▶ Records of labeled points
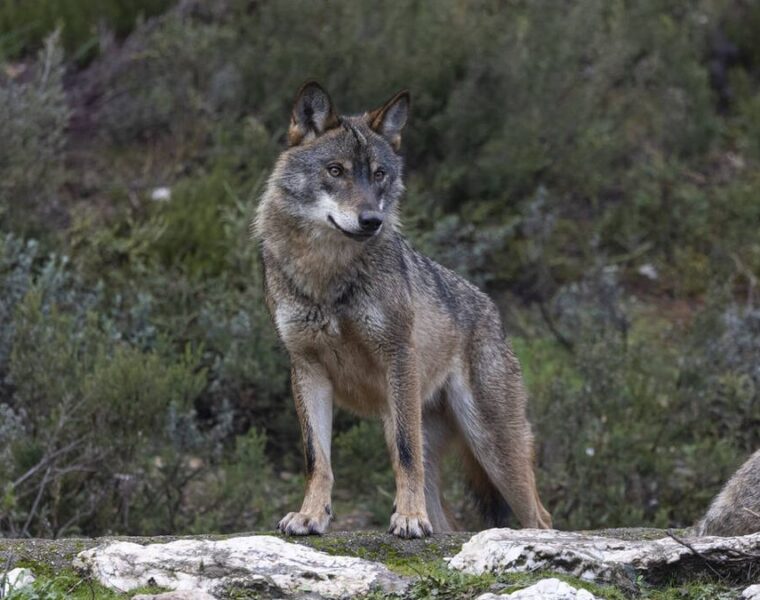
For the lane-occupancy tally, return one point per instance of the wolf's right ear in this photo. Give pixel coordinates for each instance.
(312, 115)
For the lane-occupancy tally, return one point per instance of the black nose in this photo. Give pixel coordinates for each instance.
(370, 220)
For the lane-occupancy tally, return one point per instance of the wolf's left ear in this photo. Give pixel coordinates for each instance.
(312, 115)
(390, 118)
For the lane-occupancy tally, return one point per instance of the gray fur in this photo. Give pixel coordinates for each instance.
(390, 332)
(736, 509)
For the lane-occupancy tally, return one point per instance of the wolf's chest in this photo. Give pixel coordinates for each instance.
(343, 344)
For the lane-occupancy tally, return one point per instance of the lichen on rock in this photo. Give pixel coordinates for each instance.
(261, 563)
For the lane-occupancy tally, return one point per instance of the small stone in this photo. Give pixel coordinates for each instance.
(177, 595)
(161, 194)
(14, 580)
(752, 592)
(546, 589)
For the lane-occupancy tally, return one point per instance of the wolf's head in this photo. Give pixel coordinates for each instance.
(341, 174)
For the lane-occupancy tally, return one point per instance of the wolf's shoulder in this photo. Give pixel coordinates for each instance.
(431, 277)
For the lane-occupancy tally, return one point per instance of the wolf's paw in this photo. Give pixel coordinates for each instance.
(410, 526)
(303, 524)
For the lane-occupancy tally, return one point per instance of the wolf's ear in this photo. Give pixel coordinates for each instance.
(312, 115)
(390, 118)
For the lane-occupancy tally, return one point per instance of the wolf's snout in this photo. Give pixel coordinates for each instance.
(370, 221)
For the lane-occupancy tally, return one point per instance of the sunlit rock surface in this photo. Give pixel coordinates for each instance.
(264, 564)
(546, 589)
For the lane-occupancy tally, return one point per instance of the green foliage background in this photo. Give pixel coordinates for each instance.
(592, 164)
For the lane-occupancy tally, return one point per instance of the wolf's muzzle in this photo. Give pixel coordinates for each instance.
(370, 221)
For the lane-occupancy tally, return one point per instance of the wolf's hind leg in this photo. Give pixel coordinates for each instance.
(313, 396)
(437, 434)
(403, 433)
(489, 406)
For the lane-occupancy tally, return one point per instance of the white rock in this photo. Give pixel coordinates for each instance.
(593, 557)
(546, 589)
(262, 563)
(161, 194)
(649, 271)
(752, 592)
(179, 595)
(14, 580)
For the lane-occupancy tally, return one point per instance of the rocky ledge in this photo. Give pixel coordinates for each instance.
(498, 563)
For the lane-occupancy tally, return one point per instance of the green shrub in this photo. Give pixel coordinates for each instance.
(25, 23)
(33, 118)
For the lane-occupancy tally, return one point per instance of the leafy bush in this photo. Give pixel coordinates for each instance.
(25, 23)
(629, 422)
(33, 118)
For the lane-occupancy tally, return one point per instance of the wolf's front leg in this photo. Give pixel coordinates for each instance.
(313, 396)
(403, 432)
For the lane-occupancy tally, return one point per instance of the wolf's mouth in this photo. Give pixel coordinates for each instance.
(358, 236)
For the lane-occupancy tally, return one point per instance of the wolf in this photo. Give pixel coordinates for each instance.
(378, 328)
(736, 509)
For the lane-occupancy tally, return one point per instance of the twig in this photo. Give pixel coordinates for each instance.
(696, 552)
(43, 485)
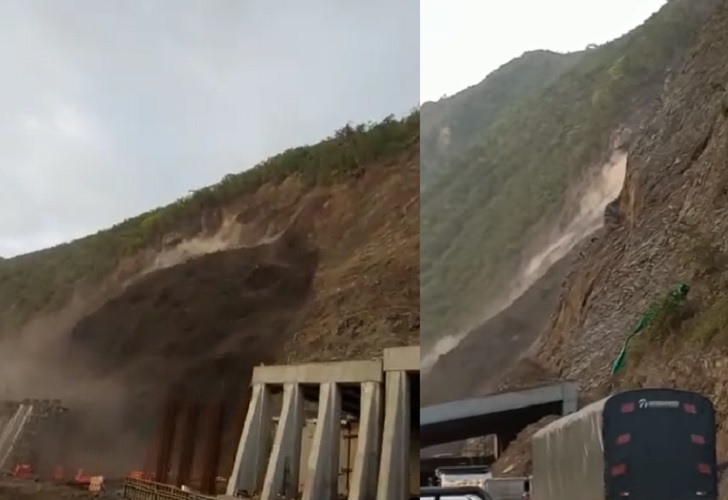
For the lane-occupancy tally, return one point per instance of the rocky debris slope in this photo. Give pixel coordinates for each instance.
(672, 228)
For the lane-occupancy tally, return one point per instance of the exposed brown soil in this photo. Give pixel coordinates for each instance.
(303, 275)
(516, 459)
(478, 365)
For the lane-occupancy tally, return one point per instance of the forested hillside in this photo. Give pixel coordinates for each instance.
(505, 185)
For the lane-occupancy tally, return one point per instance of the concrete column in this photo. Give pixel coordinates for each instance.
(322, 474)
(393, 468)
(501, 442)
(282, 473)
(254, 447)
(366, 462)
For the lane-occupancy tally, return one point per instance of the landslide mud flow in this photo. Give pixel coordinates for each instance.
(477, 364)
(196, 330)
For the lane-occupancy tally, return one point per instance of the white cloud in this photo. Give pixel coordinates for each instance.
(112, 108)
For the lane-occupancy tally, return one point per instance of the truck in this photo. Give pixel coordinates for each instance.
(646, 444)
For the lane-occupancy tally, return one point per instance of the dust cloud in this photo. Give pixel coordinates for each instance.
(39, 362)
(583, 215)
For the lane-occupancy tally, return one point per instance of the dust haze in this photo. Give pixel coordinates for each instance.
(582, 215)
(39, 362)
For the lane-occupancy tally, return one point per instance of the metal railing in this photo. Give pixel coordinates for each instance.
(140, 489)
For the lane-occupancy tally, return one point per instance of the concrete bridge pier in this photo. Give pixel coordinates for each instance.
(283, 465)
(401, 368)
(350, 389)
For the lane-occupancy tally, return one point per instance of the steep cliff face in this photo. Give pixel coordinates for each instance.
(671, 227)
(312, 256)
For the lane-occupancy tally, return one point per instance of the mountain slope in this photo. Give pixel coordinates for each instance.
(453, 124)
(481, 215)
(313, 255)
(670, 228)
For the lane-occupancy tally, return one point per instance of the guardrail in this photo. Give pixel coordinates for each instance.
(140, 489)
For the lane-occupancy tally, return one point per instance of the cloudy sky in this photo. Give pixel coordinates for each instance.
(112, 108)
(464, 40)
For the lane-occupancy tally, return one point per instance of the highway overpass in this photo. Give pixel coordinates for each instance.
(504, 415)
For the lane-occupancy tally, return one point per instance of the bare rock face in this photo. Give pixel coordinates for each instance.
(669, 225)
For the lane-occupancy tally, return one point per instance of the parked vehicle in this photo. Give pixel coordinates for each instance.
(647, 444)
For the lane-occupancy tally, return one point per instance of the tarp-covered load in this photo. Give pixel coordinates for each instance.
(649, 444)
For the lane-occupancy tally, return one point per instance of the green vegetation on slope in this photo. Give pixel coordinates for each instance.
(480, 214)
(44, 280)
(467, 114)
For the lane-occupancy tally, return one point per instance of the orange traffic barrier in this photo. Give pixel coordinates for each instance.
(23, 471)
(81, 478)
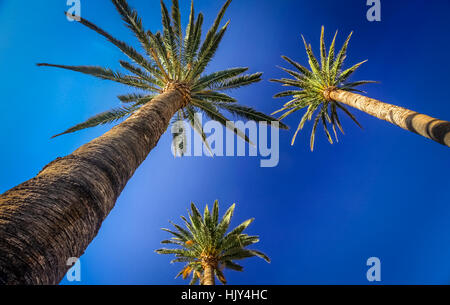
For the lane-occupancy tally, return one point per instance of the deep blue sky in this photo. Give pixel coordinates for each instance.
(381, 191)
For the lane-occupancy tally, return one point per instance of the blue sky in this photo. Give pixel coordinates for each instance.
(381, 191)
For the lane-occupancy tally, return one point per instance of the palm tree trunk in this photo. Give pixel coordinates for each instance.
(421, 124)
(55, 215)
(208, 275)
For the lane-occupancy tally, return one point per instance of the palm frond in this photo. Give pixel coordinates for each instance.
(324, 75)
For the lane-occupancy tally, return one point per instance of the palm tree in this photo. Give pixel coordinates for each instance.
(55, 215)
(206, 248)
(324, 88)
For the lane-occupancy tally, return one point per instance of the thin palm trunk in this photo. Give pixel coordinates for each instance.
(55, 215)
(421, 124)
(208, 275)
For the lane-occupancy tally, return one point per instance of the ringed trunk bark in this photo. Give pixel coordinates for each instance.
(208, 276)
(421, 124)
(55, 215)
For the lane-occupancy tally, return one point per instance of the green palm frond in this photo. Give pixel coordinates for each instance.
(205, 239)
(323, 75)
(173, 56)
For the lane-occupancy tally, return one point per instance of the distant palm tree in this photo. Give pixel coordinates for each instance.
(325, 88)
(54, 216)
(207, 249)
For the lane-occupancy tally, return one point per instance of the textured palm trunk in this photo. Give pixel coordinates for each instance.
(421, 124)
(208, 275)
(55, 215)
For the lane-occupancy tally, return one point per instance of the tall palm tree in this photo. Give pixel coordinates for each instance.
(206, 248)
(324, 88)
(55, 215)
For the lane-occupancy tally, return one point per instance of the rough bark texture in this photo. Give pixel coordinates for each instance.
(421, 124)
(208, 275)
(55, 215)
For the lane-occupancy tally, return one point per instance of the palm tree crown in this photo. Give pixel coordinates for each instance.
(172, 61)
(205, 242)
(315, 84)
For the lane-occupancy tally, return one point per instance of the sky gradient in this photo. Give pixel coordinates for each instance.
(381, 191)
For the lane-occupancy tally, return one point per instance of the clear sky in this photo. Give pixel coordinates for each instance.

▶ EXERCISE
Quote, without any change, each line from the one that contains "palm tree crown" through the end of the material.

▶ OUTPUT OF THE EXERCISE
For the lane-occupancy tally, return one point per instance of the palm tree crown in this photo. Give pixel coordinates for each instance.
(172, 61)
(205, 242)
(315, 84)
For the lane-occupancy tally, return one point per instance of the sky gradient in this photo. Give pixel coordinates for each instance.
(381, 191)
For the lane-occupancy tally, return one point per instance of the clear sky in this photo. Give pixel coordinates for each instance.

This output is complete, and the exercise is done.